**Extracto de página:**
◆ ◆ ◆ ◆ ◆

Los cuatro hijos de Katie Elder (1965)

(Comentario de Bowman)

En esta peli "del oeste", cuatro hermanos desperdigados por los cuatro puntos cardinales regresan a su pueblo natal para enterrar a su madre, Katie Elder, recién fallecida, y honrar su memoria. Un pistolero, un jugador, un comerciante (honrado) y un jovencito que ya se cree mayor. Sorprendidos, encuentran muy próspero y cambiado el pueblo en el que se criaron. Y las cuatro propiedades de su madre, desaparecidas. Cuando intentan averiguar qué ha sucedido, sólo encuentran silencio. Y esto les pone de un humor infame.


El director de esta película, Henry Hathaway, es uno de esos sobrios y sólidos realizadores pertenecientes a lo que podríamos llamar "escuela de John Ford". Se encuadrarían en ella, a la que tanto debe la industria americana, Raoul Walsh, George Marshall, King Vidor, Richard Thorpe, Howard Hawks, los dos William (Wyler y Wellman) y una buena porción de cineastas americanos, o que ejercieron en los USA, nacidos -año arriba, año abajo- con el siglo XX. Gente que no es que aprendiera de Ford, sino que comparte con el llamado "genio de Maine" los presupuestos éticos y estéticos del cine americano comercial clásico, así como empezar en el mudo, embridar el sonoro y acabar -hacia los setenta- en la pantalla larga y el color. Cineastas pertenecientes a la generación que puso los cimientos del cine, la de Renoir, Chaplin, Hitchcock o Buñuel (cada uno de estos, una "escuela" en sí mismo). Se trata de cineastas de una clase muy especial porque no aprendieron el oficio: lo crearon. Vamos, que lo inventaron a base de probaturas. Si el cine es como es, es porque a ellos les acabó saliendo así. Un cine eficaz en el relato, que va directo al grano y poco dado al efectismo manierista y barroco. Una generación hecha de gente económica y que -fuese Buñuel, fuese Hathaway- si podía resolver una secuencia con tres planos, no utilizaba siete. Casi un rasgo moral, más que de estilo.

◆ ◆ ◆ ◆ ◆

**Material proporcionado:**

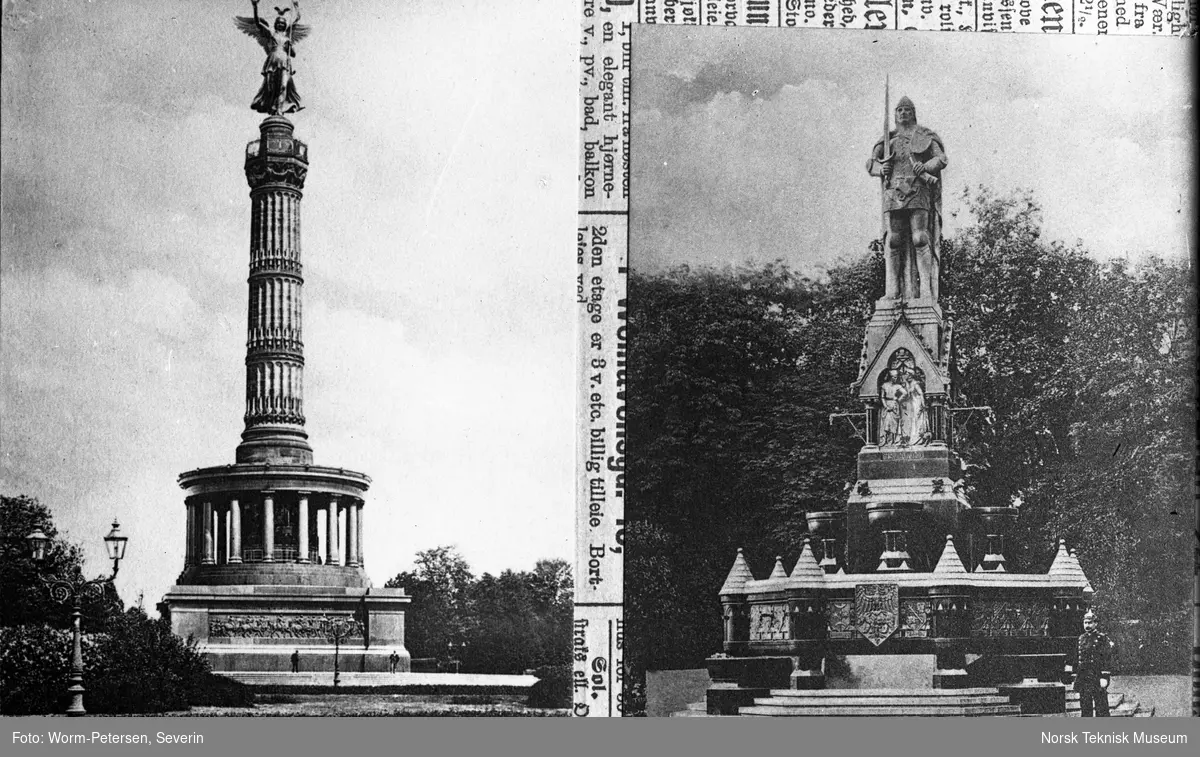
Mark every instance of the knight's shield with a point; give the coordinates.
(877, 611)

◆ ◆ ◆ ◆ ◆

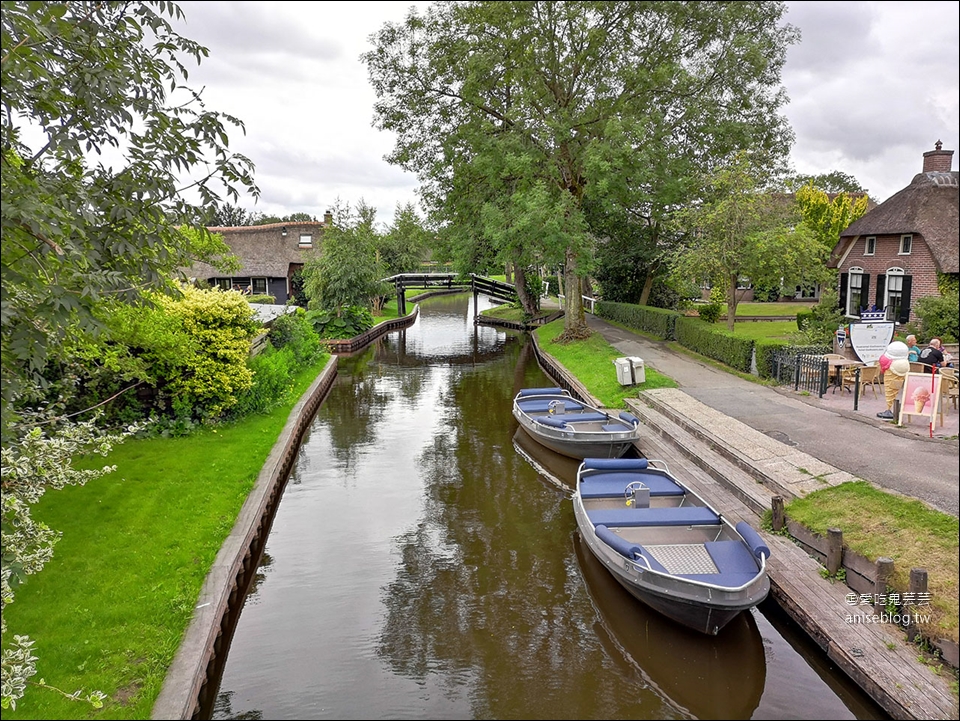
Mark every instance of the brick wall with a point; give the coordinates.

◆ ◆ ◆ ◆ ◆

**Qué hacer:**
a: Según el comentario sobre la película, ¿quién dirigió Los cuatro hijos de Katie Elder?
b: Copia del comentario sobre la película el tramo que va desde "En esta peli" hasta "un humor infame.".

**Soluciones completas:**
a: La dirigió Henry Hathaway.

b:
En esta peli "del oeste", cuatro hermanos desperdigados por los cuatro puntos cardinales regresan a su pueblo natal para enterrar a su madre, Katie Elder, recién fallecida, y honrar su memoria. Un pistolero, un jugador, un comerciante (honrado) y un jovencito que ya se cree mayor. Sorprendidos, encuentran muy próspero y cambiado el pueblo en el que se criaron. Y las cuatro propiedades de su madre, desaparecidas. Cuando intentan averiguar qué ha sucedido, sólo encuentran silencio. Y esto les pone de un humor infame.